-- start Exercise data --
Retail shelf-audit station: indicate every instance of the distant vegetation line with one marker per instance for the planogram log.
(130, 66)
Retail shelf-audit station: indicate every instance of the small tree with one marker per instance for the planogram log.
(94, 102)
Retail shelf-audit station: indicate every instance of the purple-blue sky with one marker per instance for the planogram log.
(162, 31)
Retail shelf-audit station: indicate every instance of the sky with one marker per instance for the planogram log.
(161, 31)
-- end Exercise data --
-- start Exercise data --
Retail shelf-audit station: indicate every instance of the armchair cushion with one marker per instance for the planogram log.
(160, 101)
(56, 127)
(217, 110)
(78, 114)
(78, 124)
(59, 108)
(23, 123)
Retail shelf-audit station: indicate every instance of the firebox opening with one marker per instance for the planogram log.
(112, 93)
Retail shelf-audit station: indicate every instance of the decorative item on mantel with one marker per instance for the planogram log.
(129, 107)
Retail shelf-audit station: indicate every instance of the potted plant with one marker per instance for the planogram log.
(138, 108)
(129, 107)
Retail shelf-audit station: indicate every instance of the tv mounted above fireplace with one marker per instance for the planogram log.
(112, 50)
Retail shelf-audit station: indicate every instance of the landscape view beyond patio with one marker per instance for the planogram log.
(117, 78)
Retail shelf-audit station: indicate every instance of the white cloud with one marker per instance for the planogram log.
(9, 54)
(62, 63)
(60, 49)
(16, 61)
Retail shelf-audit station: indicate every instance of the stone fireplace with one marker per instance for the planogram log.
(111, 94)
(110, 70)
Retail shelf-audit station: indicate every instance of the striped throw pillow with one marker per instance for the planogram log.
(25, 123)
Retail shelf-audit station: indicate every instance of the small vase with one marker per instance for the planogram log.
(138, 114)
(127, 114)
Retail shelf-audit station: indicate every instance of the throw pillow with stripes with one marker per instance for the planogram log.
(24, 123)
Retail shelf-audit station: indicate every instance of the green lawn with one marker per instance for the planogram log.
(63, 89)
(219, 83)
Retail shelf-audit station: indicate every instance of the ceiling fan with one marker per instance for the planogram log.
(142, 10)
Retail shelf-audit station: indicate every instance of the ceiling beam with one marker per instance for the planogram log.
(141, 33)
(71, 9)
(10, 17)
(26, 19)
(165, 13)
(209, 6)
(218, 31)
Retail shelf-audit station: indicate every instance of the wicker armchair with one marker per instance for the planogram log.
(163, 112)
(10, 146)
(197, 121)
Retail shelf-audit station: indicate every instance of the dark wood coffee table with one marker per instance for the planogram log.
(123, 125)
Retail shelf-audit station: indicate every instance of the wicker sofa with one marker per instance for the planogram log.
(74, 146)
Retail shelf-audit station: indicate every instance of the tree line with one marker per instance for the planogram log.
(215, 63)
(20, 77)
-- end Exercise data --
### [Task to complete]
Pick out every line of the material above that contains the string "armchair", and copy each one.

### [Solution to the exercise]
Retail shelf-audit station: indicate every instance of the armchair cushion with one marker per instance for the planogram log.
Retail shelf-audit station: indicate every instance of the wicker armchair with one marker per instance for the planogram log.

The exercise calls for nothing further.